Everything from the line containing "Note to the class: locate the garage" through the last line of the data below must be copied exactly, with no other lines included.

-------------------------

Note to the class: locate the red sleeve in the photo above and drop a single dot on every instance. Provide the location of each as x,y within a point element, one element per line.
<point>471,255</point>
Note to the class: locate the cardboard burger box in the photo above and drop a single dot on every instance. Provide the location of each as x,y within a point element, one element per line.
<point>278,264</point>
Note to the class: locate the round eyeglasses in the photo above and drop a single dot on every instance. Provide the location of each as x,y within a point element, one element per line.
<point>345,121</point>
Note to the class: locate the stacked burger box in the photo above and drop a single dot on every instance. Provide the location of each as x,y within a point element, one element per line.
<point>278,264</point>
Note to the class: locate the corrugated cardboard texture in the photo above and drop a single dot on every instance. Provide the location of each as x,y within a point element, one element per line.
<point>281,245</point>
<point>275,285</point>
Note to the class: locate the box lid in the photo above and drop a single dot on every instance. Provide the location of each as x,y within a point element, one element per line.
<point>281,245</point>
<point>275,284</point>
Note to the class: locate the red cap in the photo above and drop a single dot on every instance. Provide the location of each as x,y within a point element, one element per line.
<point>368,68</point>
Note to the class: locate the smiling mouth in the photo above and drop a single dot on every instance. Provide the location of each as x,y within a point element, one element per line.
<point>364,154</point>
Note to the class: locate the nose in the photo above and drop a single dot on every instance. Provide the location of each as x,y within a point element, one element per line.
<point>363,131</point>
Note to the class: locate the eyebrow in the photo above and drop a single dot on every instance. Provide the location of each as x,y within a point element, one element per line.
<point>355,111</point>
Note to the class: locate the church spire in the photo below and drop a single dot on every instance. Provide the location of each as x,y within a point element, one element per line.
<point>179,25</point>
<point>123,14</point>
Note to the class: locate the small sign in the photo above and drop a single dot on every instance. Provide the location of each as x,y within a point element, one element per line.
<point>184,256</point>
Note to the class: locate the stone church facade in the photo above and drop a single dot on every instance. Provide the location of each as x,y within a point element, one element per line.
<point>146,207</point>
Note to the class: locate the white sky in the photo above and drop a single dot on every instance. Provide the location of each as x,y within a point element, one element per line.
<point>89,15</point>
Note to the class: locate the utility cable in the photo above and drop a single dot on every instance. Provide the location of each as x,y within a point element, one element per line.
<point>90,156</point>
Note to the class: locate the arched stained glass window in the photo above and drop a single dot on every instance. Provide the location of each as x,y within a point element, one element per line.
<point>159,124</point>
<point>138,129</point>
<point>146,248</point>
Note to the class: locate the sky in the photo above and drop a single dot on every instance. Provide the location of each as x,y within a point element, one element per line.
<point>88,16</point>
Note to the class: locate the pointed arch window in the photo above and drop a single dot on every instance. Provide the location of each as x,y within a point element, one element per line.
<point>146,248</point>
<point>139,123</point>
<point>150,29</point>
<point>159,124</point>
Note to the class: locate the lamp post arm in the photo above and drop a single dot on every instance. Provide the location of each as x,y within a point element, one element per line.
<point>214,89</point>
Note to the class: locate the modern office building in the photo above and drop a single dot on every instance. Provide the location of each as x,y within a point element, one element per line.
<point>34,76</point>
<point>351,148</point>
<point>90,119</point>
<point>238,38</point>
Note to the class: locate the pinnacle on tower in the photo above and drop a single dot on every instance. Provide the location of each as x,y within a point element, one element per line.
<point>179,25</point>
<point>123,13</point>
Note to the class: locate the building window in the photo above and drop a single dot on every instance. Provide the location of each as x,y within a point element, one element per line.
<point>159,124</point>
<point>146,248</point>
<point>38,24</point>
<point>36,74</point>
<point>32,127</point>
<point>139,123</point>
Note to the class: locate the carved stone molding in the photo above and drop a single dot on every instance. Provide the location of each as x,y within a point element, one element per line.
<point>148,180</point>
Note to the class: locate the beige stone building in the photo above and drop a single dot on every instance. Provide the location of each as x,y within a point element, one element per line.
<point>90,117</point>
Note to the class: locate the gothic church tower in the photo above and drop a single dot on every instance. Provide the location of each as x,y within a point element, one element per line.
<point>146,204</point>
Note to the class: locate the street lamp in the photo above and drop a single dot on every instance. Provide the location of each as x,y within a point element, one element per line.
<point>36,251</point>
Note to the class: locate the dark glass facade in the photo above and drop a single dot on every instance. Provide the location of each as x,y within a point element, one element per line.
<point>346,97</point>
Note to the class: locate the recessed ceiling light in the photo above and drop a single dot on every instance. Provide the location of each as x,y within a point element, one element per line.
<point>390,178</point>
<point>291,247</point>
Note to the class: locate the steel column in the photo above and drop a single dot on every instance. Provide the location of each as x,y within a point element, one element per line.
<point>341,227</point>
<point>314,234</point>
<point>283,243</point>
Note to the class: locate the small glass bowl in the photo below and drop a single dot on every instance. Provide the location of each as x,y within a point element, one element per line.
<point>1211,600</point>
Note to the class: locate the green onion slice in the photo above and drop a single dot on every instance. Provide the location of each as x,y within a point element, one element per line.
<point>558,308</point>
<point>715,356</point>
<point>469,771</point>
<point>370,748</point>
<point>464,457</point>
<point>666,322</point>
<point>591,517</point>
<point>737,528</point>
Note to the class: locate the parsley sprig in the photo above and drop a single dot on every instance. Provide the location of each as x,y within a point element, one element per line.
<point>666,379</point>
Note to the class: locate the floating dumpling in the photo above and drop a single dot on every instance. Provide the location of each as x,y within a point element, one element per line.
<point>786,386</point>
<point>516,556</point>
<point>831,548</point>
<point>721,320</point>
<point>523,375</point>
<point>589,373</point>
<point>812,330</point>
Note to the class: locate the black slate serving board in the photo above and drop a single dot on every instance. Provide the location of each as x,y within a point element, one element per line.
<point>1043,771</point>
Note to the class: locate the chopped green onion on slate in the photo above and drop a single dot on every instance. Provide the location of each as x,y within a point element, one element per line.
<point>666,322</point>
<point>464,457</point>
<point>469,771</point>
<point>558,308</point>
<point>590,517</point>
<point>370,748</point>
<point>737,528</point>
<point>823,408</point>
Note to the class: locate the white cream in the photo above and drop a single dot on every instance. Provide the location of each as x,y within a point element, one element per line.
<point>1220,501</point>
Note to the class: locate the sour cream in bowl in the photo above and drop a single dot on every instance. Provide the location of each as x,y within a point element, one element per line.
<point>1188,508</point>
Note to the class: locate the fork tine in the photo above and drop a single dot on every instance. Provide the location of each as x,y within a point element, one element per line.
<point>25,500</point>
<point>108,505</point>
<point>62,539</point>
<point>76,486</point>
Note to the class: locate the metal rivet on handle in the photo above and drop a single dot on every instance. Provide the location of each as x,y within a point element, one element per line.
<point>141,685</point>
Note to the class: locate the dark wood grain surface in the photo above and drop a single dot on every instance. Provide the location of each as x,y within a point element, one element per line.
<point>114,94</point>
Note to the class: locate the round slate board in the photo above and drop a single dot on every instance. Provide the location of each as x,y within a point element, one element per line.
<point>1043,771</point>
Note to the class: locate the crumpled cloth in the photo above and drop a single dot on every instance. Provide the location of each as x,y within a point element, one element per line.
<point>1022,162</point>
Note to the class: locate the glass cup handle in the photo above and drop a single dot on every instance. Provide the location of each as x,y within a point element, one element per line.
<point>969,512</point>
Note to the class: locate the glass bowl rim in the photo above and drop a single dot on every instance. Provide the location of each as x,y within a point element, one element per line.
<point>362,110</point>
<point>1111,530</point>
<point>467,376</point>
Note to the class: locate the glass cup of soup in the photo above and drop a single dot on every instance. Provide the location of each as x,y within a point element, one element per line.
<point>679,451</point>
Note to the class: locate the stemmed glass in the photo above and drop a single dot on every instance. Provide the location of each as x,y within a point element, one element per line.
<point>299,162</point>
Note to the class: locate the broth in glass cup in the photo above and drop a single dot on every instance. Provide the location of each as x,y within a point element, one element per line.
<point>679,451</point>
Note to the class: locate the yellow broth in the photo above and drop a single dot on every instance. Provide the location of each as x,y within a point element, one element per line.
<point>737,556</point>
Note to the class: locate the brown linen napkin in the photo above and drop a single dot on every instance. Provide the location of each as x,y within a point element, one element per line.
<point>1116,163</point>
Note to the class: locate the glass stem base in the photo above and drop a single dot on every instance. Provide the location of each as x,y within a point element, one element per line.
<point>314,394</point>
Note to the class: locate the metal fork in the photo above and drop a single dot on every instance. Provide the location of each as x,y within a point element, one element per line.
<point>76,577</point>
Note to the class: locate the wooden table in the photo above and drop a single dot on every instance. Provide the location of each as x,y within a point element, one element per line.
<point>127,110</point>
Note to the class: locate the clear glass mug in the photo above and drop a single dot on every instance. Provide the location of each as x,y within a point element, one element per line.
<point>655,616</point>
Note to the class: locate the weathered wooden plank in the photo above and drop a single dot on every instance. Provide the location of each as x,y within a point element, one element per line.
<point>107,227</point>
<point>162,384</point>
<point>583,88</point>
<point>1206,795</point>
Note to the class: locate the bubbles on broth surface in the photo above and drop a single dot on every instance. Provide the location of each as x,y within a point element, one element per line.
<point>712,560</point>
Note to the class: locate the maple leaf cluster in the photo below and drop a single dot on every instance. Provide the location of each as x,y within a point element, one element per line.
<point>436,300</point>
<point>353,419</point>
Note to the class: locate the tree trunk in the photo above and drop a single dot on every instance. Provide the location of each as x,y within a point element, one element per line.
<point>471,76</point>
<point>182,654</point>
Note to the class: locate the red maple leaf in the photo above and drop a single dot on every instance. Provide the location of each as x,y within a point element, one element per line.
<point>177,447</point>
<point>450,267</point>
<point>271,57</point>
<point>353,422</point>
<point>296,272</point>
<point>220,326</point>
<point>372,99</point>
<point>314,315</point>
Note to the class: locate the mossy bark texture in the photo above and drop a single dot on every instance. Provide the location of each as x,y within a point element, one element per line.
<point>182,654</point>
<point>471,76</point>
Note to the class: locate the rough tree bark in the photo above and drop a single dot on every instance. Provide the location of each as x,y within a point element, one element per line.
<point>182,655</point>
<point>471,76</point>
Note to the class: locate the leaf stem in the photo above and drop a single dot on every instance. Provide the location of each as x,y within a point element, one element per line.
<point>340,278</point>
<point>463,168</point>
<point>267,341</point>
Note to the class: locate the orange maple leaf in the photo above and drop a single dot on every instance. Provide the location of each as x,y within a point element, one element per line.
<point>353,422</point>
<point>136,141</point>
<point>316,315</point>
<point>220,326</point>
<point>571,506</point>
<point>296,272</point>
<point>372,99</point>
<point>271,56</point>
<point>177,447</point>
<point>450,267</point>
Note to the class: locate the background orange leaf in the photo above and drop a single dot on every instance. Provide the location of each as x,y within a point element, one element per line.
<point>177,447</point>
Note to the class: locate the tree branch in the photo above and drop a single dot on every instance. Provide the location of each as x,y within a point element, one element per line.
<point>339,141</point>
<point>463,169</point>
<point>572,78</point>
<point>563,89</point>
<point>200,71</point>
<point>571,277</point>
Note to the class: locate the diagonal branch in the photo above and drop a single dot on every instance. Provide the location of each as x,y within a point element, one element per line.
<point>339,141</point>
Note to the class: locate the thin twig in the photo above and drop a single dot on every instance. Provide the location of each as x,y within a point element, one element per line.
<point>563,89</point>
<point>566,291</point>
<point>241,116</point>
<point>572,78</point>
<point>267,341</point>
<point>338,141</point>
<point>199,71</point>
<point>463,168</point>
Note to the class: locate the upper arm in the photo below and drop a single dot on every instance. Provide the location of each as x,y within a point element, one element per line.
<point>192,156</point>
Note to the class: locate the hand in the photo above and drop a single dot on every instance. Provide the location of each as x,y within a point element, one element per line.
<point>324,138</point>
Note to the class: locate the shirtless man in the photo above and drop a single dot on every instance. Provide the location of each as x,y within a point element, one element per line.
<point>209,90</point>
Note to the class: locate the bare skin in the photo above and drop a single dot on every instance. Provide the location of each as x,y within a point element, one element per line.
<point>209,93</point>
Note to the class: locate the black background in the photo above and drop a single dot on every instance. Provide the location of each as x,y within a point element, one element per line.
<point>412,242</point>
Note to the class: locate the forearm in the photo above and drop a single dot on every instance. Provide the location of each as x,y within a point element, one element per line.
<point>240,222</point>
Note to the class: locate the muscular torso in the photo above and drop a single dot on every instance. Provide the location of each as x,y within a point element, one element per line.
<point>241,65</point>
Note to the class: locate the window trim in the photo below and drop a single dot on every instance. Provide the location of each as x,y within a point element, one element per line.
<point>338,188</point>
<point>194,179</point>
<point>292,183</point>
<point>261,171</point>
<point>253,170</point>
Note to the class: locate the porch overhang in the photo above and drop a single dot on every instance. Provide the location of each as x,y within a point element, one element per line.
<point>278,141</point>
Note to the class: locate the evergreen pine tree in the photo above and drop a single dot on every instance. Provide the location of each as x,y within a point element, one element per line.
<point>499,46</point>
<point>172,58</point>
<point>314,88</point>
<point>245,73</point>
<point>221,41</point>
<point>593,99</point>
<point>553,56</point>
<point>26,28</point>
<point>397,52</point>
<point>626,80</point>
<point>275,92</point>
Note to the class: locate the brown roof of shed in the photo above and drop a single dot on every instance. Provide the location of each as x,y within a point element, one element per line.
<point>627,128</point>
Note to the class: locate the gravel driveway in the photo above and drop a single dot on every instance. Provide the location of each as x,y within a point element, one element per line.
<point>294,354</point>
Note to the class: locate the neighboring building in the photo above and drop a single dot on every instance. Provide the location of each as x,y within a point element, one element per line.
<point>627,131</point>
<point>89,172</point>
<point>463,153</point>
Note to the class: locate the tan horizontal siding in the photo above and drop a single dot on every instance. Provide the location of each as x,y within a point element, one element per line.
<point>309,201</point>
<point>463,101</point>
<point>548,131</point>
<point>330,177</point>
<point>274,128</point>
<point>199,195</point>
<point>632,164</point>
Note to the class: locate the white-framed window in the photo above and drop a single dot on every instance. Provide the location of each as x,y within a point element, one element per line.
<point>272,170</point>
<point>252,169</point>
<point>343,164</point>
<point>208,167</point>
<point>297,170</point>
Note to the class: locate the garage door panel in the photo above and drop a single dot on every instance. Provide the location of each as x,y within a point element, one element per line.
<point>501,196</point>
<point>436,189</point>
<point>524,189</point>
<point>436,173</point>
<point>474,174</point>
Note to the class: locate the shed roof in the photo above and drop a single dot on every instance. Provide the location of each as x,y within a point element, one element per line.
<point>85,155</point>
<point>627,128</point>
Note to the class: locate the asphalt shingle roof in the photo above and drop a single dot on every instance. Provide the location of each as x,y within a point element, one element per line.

-------------------------

● **Problem solution**:
Note to the class: locate the garage door panel in the photo above and drop a single dot on every instance. Provide the location of each as x,y within a point element, one element per line.
<point>501,196</point>
<point>436,189</point>
<point>524,189</point>
<point>436,173</point>
<point>474,174</point>
Note to the class: locate the shed roof in the photo above and drop a single dot on every instance. Provide the location of each as x,y within a point element, one element per line.
<point>85,155</point>
<point>627,128</point>
Note to the class: locate the asphalt shingle roof in the photo above and drop a single dot on every instance. Provide the location of each as x,y within a point element, one element per line.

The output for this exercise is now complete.